Exercise goal —
Would you restate every entry below word for word? Leave out the pictures.

Material provided —
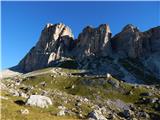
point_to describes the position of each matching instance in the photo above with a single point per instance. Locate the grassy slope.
(89, 87)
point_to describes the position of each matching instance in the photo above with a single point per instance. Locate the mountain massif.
(94, 77)
(94, 47)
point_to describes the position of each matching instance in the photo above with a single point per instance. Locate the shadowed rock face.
(57, 42)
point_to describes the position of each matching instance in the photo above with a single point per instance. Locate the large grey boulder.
(96, 115)
(39, 101)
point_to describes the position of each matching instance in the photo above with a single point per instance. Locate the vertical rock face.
(94, 42)
(135, 44)
(127, 43)
(55, 42)
(92, 46)
(132, 43)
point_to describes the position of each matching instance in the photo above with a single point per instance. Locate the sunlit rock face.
(93, 42)
(55, 41)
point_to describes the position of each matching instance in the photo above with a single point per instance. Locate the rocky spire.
(54, 43)
(94, 41)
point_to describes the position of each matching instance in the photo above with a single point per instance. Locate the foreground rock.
(39, 101)
(96, 115)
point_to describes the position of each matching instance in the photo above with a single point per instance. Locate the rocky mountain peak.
(55, 41)
(130, 27)
(94, 41)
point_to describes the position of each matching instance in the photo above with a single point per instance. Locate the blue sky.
(22, 22)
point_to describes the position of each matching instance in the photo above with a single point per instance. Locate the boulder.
(39, 101)
(96, 115)
(24, 111)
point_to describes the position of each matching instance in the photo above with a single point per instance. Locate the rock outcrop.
(39, 101)
(55, 42)
(94, 42)
(132, 43)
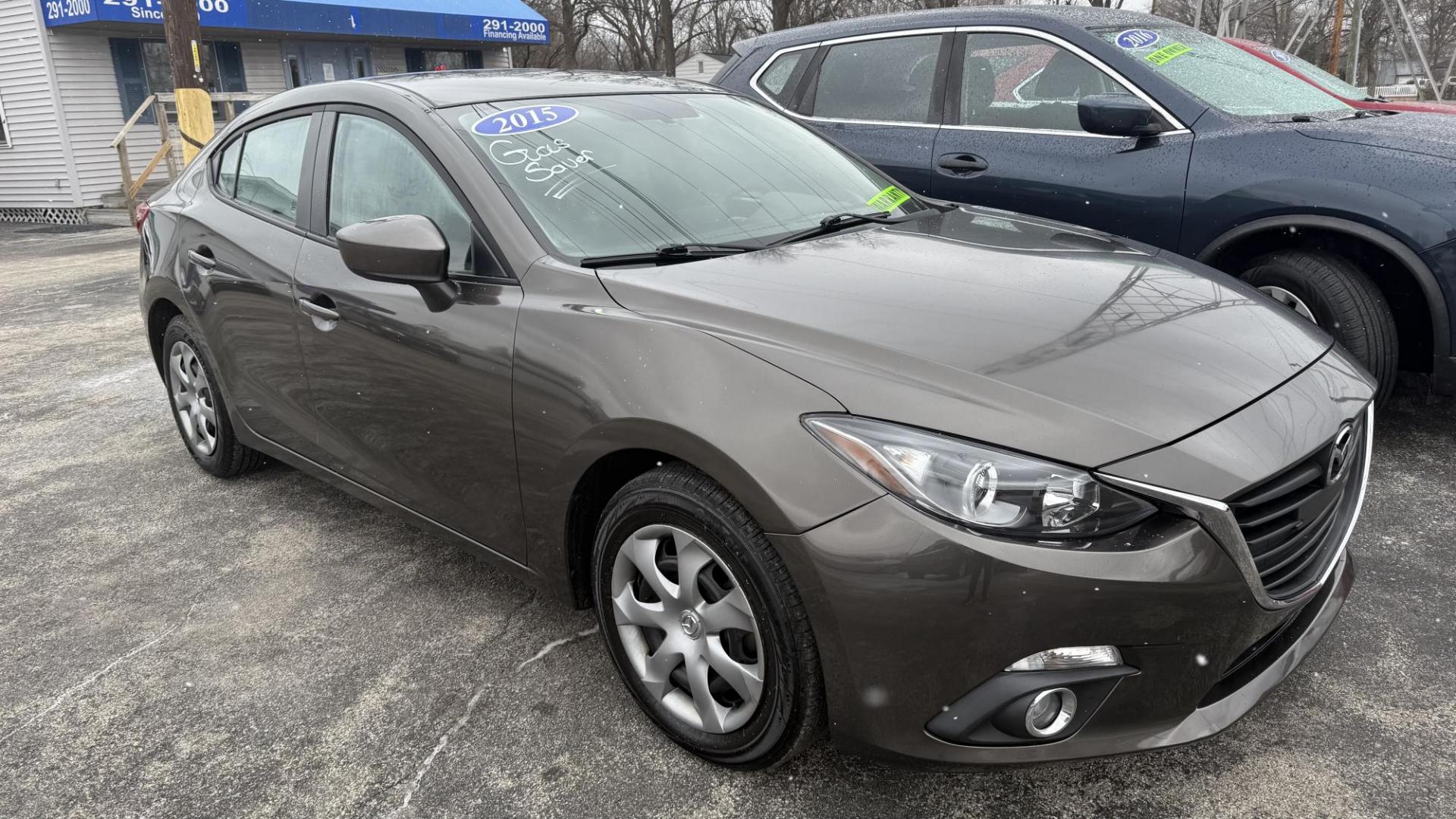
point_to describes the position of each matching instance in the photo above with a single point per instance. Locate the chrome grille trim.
(1218, 518)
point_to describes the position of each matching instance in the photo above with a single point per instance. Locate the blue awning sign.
(479, 20)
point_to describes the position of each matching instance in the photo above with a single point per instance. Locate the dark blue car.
(1150, 130)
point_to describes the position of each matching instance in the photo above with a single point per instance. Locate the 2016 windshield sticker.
(889, 200)
(1168, 53)
(1138, 38)
(523, 120)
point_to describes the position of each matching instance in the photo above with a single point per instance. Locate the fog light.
(1050, 711)
(1069, 657)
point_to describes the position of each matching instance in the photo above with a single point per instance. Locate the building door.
(309, 63)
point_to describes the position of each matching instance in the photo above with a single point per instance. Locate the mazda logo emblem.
(1341, 452)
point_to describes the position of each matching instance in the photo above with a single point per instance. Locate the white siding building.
(72, 72)
(701, 66)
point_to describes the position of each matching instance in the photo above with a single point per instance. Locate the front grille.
(1291, 521)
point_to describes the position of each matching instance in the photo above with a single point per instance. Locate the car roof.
(441, 89)
(1034, 17)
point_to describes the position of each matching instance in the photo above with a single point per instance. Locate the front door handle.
(963, 164)
(202, 259)
(318, 311)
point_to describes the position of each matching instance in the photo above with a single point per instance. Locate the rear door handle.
(963, 164)
(318, 311)
(202, 259)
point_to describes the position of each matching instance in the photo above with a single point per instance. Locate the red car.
(1332, 85)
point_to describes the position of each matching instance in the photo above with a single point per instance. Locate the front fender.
(592, 379)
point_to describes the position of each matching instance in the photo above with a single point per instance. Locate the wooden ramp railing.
(166, 152)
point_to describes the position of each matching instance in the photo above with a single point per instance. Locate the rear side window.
(878, 79)
(379, 172)
(775, 80)
(1012, 80)
(228, 168)
(271, 164)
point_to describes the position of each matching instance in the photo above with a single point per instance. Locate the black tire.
(229, 458)
(789, 714)
(1345, 302)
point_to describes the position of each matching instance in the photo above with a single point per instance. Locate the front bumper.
(912, 614)
(905, 634)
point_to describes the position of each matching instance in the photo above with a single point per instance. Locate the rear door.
(1011, 139)
(877, 95)
(411, 401)
(239, 240)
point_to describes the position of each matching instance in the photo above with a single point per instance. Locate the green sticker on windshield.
(1168, 53)
(889, 200)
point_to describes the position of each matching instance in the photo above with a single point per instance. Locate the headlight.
(979, 485)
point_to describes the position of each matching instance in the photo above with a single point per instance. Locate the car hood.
(1009, 330)
(1430, 134)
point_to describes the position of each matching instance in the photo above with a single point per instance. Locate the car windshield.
(1316, 74)
(628, 174)
(1220, 74)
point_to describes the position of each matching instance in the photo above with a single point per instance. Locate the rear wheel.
(1335, 295)
(704, 624)
(199, 407)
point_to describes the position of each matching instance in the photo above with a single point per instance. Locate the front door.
(1012, 140)
(410, 401)
(239, 242)
(875, 98)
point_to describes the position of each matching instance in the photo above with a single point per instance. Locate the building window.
(440, 60)
(5, 126)
(143, 67)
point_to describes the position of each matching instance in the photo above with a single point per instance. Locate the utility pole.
(1334, 38)
(184, 34)
(1354, 41)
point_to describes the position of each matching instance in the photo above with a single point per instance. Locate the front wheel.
(1335, 295)
(199, 406)
(704, 624)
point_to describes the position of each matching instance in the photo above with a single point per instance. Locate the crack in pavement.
(86, 682)
(473, 701)
(555, 645)
(444, 739)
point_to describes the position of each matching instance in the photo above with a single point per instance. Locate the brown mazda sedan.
(956, 484)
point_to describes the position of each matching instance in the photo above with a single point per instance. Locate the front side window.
(1222, 76)
(1014, 80)
(379, 172)
(270, 167)
(228, 168)
(603, 175)
(887, 80)
(775, 80)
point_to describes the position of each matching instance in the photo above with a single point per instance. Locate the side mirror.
(405, 249)
(1119, 115)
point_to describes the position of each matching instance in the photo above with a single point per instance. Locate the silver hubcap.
(688, 629)
(193, 398)
(1289, 300)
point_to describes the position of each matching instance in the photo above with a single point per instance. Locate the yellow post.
(190, 80)
(194, 120)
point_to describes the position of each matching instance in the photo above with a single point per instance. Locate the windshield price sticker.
(1138, 38)
(1168, 53)
(889, 200)
(523, 120)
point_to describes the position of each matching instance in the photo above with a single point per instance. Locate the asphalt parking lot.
(172, 645)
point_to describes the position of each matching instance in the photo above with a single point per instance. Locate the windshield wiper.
(842, 221)
(670, 254)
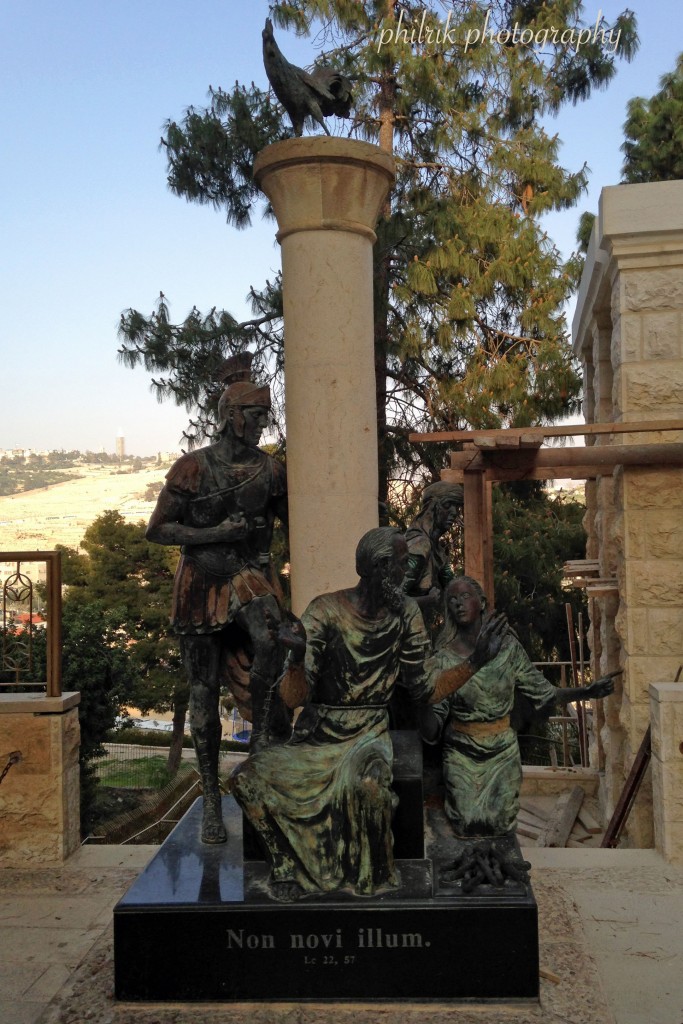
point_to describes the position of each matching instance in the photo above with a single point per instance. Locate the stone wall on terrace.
(628, 333)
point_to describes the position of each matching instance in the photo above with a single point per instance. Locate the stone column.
(40, 795)
(327, 195)
(667, 721)
(629, 328)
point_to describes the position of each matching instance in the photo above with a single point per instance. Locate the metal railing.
(16, 654)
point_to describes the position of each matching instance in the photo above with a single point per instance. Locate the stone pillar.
(667, 719)
(327, 195)
(629, 333)
(40, 795)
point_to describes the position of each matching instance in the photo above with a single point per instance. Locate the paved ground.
(611, 947)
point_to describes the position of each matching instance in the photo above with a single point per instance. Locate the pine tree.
(653, 129)
(469, 289)
(130, 580)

Reply —
point_to describes the position of each matching instance in the photo above with a single point per instance. Locate the grassy slope.
(89, 87)
point_to describes the position of each matching instance in the photo above with a single point per instance. Locate the mountain massif.
(94, 77)
(94, 47)
point_to describes the position of each matching instance in the photo above with a single point per instance. Locate the shadowed rock face.
(57, 42)
point_to describes the position of each matching instance in the photo above with a single point per instance. Locate the large grey boulder.
(96, 115)
(39, 101)
point_to describes the position of each matching instance in the photo above with a single point per instance. Locate the vertical rock face.
(94, 42)
(135, 44)
(127, 43)
(55, 42)
(92, 46)
(132, 43)
point_to describes the position of each matching instance in the photo above with a single point per instance. Locate the sunlit rock face.
(93, 42)
(55, 41)
point_to describes the position of each matching instance in the photo above with a single point per instance. Locate the rocky spire.
(54, 43)
(94, 41)
point_to describes the position of each matching instance in the photo above with a single point per instance. Locate the foreground rock.
(39, 101)
(96, 115)
point_to describes the position of each matching instance in the photo above with a single point per instance. Locate the rocky mountain peak.
(55, 41)
(130, 27)
(94, 41)
point_to describes the position of each matching instance in the photo above with a single point per instance. Locate the blue sky.
(22, 22)
point_to describes the position of each matching instance in the photo above with a single point per instance. Locate the boulder.
(39, 101)
(96, 115)
(24, 111)
point_to describes the position of each matching instance in the photo above with a single point per instance. Locate the rock outcrop.
(39, 101)
(55, 42)
(94, 42)
(132, 43)
point_to describes the position of each matching instance in the photo above with a single point per instance. Locate the chrome grille trim.
(1218, 518)
point_to describes the position of each matching instance in the photo above with a single point per instance. Locate the blue awning sign.
(479, 20)
point_to describes the position of each matching instance in the photo above with a single point per instance. Locate the dark blue car.
(1150, 130)
point_to describes the position of each matching instance in the photo above with a single point per instance. Locate the 2016 windshield sticker.
(889, 200)
(1168, 53)
(1138, 38)
(523, 120)
point_to describes the position of each matching instance in the photo above with a single point per instance. Locate the fog light.
(1050, 711)
(1069, 657)
point_to describes the position of each matching instance in the photo above with a single point per instance. Locate the building door.
(309, 63)
point_to describes the position of each matching instance in the photo above with a single point per instance. Locate the mazda logo emblem.
(1341, 452)
point_to describes the position of each matching instance in the photo above with a single point per instance. Locate the white siding building.
(72, 72)
(701, 66)
point_to describes the position of each matching instance in the photo above with a single point per instance. Locate the front grille.
(1291, 521)
point_to describes the position of each matching instance in the photo above with a single point per instance. Locate the car roof.
(441, 89)
(1034, 17)
point_to describes the position of each matching instance in the photo above with a single point per instance. Locate the front door handle.
(963, 164)
(202, 259)
(318, 311)
point_to describes the position of each matching instance in the photo above with a single point per instance. Locate the rear door handle.
(963, 164)
(318, 311)
(202, 259)
point_to describes the position of each matching instance in the photo above with a single point per instance. Locate the red car.
(1332, 85)
point_to describes the position of each matching instance in the photo above with a single point per instance. Locate the front fender.
(592, 379)
point_to describes the position of each matching instance in the photo above with a single point per instance. Locate the wooden ramp railing.
(166, 152)
point_to describes the position of each matching instance in the photo above with a single point per instance. Locate the rear side window.
(878, 79)
(379, 172)
(775, 80)
(1012, 80)
(228, 168)
(271, 164)
point_to describes the position of each matching instance in the photo above with a single point per instance. Locate the black tire.
(229, 458)
(789, 714)
(1345, 302)
point_to describes the position of each matching instance in the photo above with a single point per instance. Locate the front bumper.
(912, 614)
(905, 634)
point_to describes the position of each matching instance in the photo above with a single point per instance. Locate the rear door.
(1011, 139)
(877, 95)
(411, 401)
(239, 240)
point_to describes the position of each matching instance in the photo above with a single point per instance. Locate the green sticker on windshield.
(1168, 53)
(889, 200)
point_to describes the position of each matching instance in the photo above with a single point per instance. Locate the headlight.
(979, 485)
point_to describes the position of each matching instance in the photo above with a single point per instance. Locate the car hood.
(1009, 330)
(1430, 134)
point_to describes the position of each matching instance in the photo above with a single point per instance. Locate the car windshield.
(1316, 74)
(628, 174)
(1220, 74)
point_to describes the position of each matching instance in the photo above with a single point per instance. Locate the rear wheel.
(1335, 295)
(704, 624)
(199, 407)
point_to describes the position of each matching instance in the photo above with a single point per instance. Locate the front door.
(1012, 140)
(410, 401)
(239, 242)
(875, 98)
point_to describes the position of each matching instance in the photo above with a single point per instance. Locate the building window.
(440, 60)
(5, 126)
(143, 67)
point_to describes the position of each matching instance in the photo above with a single point per instance. Locate the utility pole.
(1334, 38)
(184, 34)
(1354, 41)
point_to describes the position of each matching instance in the photo above with a single point per instance. Locate the front wheel.
(1335, 295)
(199, 406)
(704, 624)
point_to describes the position of each matching instance in the photo above with a single point per instance. Locate the crack in pavement.
(86, 682)
(473, 701)
(555, 645)
(444, 739)
point_to describes the position of each matching instance in the photo above with a single point per instance. Locate the brown mazda sedan.
(956, 484)
point_to describes the position of each matching instance in the photo above with a single point per instance. Locate the front side window.
(1222, 76)
(1014, 80)
(379, 172)
(270, 167)
(228, 168)
(603, 175)
(887, 80)
(775, 80)
point_to describes the position of each matching instance in the photo above with a single point per instance. Locate the side mirror.
(405, 249)
(1119, 115)
point_to describes the position of each matching instance in the photo above with a single point per instance. Locate the silver hubcap.
(688, 629)
(193, 398)
(1289, 300)
point_to describes the position of each matching instance in the photo above with a single point per instance. Locate the yellow post.
(190, 80)
(194, 120)
point_to describes the position of each matching instance in the photo above with a single point per instance. Locate the windshield price sticker.
(1138, 38)
(1168, 53)
(889, 200)
(523, 120)
point_to describes the position of each matching instance in the photo above with a single point per instance. Locate the asphalt parking lot.
(172, 645)
point_to describes the position of each matching instance in the photo above with a single point per instance. Locate the windshield wiper.
(842, 221)
(670, 254)
point_to describes the position of each matching instance in the photo above with a single point per instance. Locate the stone wall on terrace.
(628, 333)
point_to describes the position of each matching instance in the photo above with a single point per instance. Locate the stone column.
(40, 795)
(327, 195)
(667, 721)
(629, 328)
point_to describes the position of each matching instance in the photo above with a single point per instance. Locate the metal railing.
(16, 654)
point_to describes the position of each matching instance in the photo above with a single point per instance. Locate the stone pillar.
(667, 719)
(327, 195)
(629, 333)
(40, 795)
point_to describes the position of each matching instance in the photo above with a single point per instance. Locate the paved ground.
(611, 947)
point_to describes the position of each matching instance in the photo above with a single point per instance. Locate the pine tree.
(653, 129)
(469, 289)
(130, 580)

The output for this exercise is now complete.